# [SOURCE EXTRACT]
Etiology, Prevalence, and Management of Oral and Maxillofacial Soft Tissue Injuries in Children at the Komfo Anokye Teaching Hospital, Kumasi-Ghana

Robert Nii Lamy Larmie; Ama Agyeibea Amuasi; Solomon Obiri-Yeboah; Alexander Oti Acheampong; Peter Donkor

doi:10.4236/ojst.2023.138021

Open Journal of Stomatology > Vol.13 No.8, August 2023

Etiology, Prevalence, and Management of Oral and Maxillofacial Soft Tissue Injuries in Children at the Komfo Anokye Teaching Hospital, Kumasi-Ghana

Robert Nii Lamy Larmie¹, Ama Agyeibea Amuasi^2,3, Solomon Obiri-Yeboah^1,2, Alexander Oti Acheampong^1,2, Peter Donkor^1,2
¹Department of Oral and Maxillofacial Surgery, Komfo Anokye Teaching Hospital, Kumasi, Ghana.
²School of Medicine and Dentistry, Kwame Nkrumah University of Science and Technology, Kumasi, Ghana.
³Department of Orthodontics and Child Oral Health, KomfoAnokye Teaching Hospital, Kumasi, Ghana.

# [THE PROBLEM]
Transcribe the stretch of the article header from "²School of Medicine" through "KomfoAnokye Teaching Hospital, Kumasi, Ghana.", keeping every character unchanged.

# [AVAILABLE DATA]
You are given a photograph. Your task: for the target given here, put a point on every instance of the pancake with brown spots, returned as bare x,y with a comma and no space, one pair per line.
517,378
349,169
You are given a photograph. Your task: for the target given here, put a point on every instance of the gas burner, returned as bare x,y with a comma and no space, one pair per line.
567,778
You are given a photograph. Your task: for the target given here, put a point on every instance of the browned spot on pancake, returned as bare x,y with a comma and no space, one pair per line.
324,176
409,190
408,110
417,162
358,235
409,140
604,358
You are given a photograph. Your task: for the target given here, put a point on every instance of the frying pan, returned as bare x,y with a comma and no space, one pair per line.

# [SOLUTION]
²School of Medicine and Dentistry, Kwame Nkrumah University of Science and Technology, Kumasi, Ghana.
³Department of Orthodontics and Child Oral Health, KomfoAnokye Teaching Hospital, Kumasi, Ghana.